> TEXT BLOCK:

* * *

The Missing Hour

Samain and the Summer’s End Moon

Thursday gratefuls: Nurse Marissa. Dr. (Kirk) Harter. Dr. Garapati. The Radiology Tech. The MRI machine that I never saw. Swedish Hospital. Kate, always Kate. The view from a hospital bed. Tara, my sweet friend. Eleanor, who played all day with Shadow. Being driven. Being helped. Rabbi Jamie’s birthday on the fourth. Mayo, helping my buddy, Tom.

Sparks of Joy and Awe:  Propofol

Life Kavannah: Wu Wei

Week Kavannah:  Histapkot.  Contentment. Acceptance.                       I’m comfortable with who I am and with what I have.

Tarot: Being a metaPhysician

One brief shining: A ritual of infantilization begins with go to this room on this floor, continues with a nurse telling you to remove all of your clothes, put on some of ours that tie in the back and let your butt hang out, now lie down in the bed and I’ll bring you a nice warm blankie before asking you so many, so many questions they will seem like a lullaby. Which they were.

* * *

Saved data entries

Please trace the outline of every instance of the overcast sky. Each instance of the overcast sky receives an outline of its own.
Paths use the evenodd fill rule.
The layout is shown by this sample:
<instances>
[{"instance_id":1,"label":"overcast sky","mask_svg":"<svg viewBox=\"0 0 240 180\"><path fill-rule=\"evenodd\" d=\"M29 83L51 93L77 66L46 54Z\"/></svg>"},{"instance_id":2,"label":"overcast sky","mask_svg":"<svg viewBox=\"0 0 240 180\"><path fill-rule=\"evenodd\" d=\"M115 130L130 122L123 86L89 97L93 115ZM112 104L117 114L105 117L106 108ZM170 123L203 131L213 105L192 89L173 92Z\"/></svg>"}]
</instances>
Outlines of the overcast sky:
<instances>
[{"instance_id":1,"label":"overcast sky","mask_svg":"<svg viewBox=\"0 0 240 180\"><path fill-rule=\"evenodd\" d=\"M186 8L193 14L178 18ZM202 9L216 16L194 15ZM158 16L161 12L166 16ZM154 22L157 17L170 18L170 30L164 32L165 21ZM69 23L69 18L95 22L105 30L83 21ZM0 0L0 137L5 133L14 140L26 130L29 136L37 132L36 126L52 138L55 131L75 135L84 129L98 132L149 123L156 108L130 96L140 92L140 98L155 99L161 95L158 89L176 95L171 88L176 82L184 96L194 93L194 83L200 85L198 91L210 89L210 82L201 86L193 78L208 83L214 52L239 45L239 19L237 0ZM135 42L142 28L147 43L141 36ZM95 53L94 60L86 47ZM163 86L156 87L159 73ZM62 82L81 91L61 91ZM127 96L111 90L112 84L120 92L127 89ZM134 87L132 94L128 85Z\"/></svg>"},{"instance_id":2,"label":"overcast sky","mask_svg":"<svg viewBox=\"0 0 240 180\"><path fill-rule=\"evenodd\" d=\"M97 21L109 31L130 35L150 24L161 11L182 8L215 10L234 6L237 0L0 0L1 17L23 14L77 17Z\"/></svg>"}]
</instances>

* * *

> ASSIGNMENT: In the post titled "The Missing Hour," whose birthday is mentioned as falling on the fourth? Rely only on the text when answering.

> RESULT: Rabbi Jamie's